Reproduce the data below, starting with the line that contains "Target: tiger's back leg folded" and going on through the line that contains "Target: dirt ground", with both of those lines included.

* **ENTRIES SUPPLIED**:
+++

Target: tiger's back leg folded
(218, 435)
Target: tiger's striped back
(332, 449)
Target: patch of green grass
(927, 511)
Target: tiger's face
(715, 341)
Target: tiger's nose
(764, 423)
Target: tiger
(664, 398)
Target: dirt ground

+++

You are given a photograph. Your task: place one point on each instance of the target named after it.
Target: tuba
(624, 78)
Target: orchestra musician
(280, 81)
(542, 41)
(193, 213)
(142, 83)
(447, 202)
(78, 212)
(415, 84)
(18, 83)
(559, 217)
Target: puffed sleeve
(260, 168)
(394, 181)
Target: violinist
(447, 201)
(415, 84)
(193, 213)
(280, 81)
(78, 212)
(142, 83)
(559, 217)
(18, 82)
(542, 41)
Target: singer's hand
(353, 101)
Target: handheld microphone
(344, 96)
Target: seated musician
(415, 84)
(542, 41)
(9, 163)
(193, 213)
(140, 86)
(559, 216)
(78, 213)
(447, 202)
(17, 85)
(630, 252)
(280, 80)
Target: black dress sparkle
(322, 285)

+++

* **COMPLETE RESPONSE**:
Target: tiger's back leg folded
(218, 435)
Target: tiger's striped back
(332, 449)
Target: patch of green grass
(927, 511)
Target: tiger's face
(715, 341)
Target: tiger's nose
(764, 423)
Target: tiger
(664, 398)
Target: dirt ground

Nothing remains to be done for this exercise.